_YOUR TASKS_
a) In the passage on measuring flour, what did a cup of all-purpose flour weigh when it was spooned into the measuring cup and leveled?
b) Extend the passage on measuring flour, picking up after its final sentence.

_PASSAGE GIVEN_
╔══
Having trouble with getting baked goods to turn out correctly? Sometimes the solution is simpler than you think! Learn how to measure flour correctly to avoid some basic baking errors.

Silver spoon spooning flour into a brass measuring cup over a bowl of flour

As a food blogger, I try to provide my readers with great recipes that have been tested thoroughly in my kitchen.

However, sometimes a recipe that worked well for me turns out a little less than perfect for a friend or reader.

Whenever my friends ask me why something didn’t turn out right – whether it’s my favorite chocolate chip cookies or homemade Bisquick, typically the first question I ask is, “How did you measure the flour?”

For years I thought dipping the measuring cup directly into the flour sack was an accurate means of measurement. However, when I started to teach myself how to bake – I realized this method can be pretty inaccurate.

Gold measuring cup full of unleveled flour on a white surface

I decided to conduct a little kitchen experiment and measure a cup of all-purpose flour two ways.

Here were the results:

  • Scooping a measuring cup into the flour and leveling: 6 oz in weight
  • Spooning the flour into a measuring cup and leveling: 4.25 oz in weight

Pretty big difference, right? Especially when it comes to baking. Because just a couple extra ounces of flour can really change the texture of a baked good.

The important thing to remember is that, much like brown sugar, flour packs. Scooping the ingredient with your measuring instrument will cause packing. Packing flour can add up quickly.

If you have a recipe with 3 cups of flour, and you scoop using your measuring cup, you’d end up with 18 oz of flour, when in reality you should have 12.75 oz of flour.

That’s nearly an extra 3/4 cup of flour in your recipe!

That can dramatically change the results you get from a finished baked good.

Hand pouring flour from a gold measuring cup into a white bowl on a digital scale

HOW TO MEASURE FLOUR FOR BAKING

Flour measurements can be one of the biggest variables when it comes to the finished product. Weighing ingredients is by far the most accurate, but not a common practice here in the U.S.

If you’re an Alton Brown fan – like I am – you know from Good Eats that this is pretty much the only way he measures dry ingredients.

A digital scale can come in handy and is useful for more than just measuring your sugar and flour.

I use mine a lot to weigh small packages for click and ship labels via USPS, and they are also great for figuring out correct portions of meat and other items if you happen to be watching your waistline.

Hand using a spoon to fluff and stir the flour in a bowl

HOW DO I MEASURE FLOUR WITHOUT A SCALE?

If you don’t own a scale, when it comes to dry ingredients, you’re more than likely using a measuring cup.
╚══
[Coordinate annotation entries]
╔══
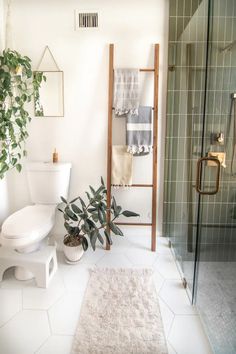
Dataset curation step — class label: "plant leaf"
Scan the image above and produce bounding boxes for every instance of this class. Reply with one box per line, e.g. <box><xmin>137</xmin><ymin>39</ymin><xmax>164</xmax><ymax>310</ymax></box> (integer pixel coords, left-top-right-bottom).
<box><xmin>82</xmin><ymin>237</ymin><xmax>88</xmax><ymax>252</ymax></box>
<box><xmin>65</xmin><ymin>207</ymin><xmax>78</xmax><ymax>221</ymax></box>
<box><xmin>104</xmin><ymin>230</ymin><xmax>112</xmax><ymax>246</ymax></box>
<box><xmin>60</xmin><ymin>196</ymin><xmax>68</xmax><ymax>204</ymax></box>
<box><xmin>71</xmin><ymin>204</ymin><xmax>82</xmax><ymax>214</ymax></box>
<box><xmin>16</xmin><ymin>163</ymin><xmax>22</xmax><ymax>172</ymax></box>
<box><xmin>122</xmin><ymin>210</ymin><xmax>140</xmax><ymax>218</ymax></box>
<box><xmin>109</xmin><ymin>221</ymin><xmax>124</xmax><ymax>236</ymax></box>
<box><xmin>90</xmin><ymin>230</ymin><xmax>98</xmax><ymax>251</ymax></box>
<box><xmin>97</xmin><ymin>232</ymin><xmax>104</xmax><ymax>245</ymax></box>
╚══
_REPLIES_
a) 4.25 oz

b)
Many people use measuring cups with perfect results. But remember that they can be incredibly inaccurate depending upon the method of adding the ingredient to the cup that you use.

Although I grew up using both liquid and dry measuring cups, I’ve come to realize through blogging that a lot of people don’t own both types of cups and some don’t know that two types of measuring cups exist.

Hand holding brass measuring cup over a bowl of flour while a spoon adds flour to the cup

So, let’s start with the basics – if you’re going to bake, I strongly recommend picking up a set of dry measuring measuring cups as well as at least one liquid measuring cup.

Both can be found in pretty much any store including places like Target, Amazon, the grocery store and even the dollar store.

Hand holding a brass measuring cup over a bowl of flour while a knife smooths out the top

Here’s how to get a pretty accurate measurement without the use of a scale:

  1. Use a spoon to fluff up the flour within the container.
  2. Use a spoon to scoop the flour into the measuring cup.
  3. Use a knife or other straight edged utensil to level the flour across the measuring cup. I have a plastic straight edge that I keep in my flour bin at all times for just this purpose.

And that’s it! Now you know how to measure flour the right way so your baked goods are as perfect as possible.

Hand holding a level measuring cup of flour over a bowl of flour

COMMONLY USED WEIGHT MEASUREMENTS

Here are some helpful common volumetric measurements and their weight equivalents for quick reference.

All measurements are in ounces by weight, not fluid ounces.

FLOURS

  • all-purpose flour: 1 cup weighs 4.25 ounces
  • cake flour: 1 cup weighs 4 ounces
  • bread flour: 1 cup weighs 4.25 ounces

SUGARS

  • granulated white sugar: 1 cup weighs 7 ounces
  • confectioners’ sugar (powdered sugar); unsifted: 1 cup weighs 4 ounces
  • light or dark brown sugar; packed: 1 cup weighs 7.5 ounces

BUTTER

  • butter: 1 cup weighs 8 ounces

I also definitely recommend printing out a copy of this Ingredient Weight Chart from King Arthur Flour. I laminated mine because I am kind of a messy baker. The list hangs from the side of my fridge, and I can honestly say it is one of my most used kitchen resources.

And if you’re a visual person – like me, take a few seconds to watch this video on measuring flour from King Arthur Flour.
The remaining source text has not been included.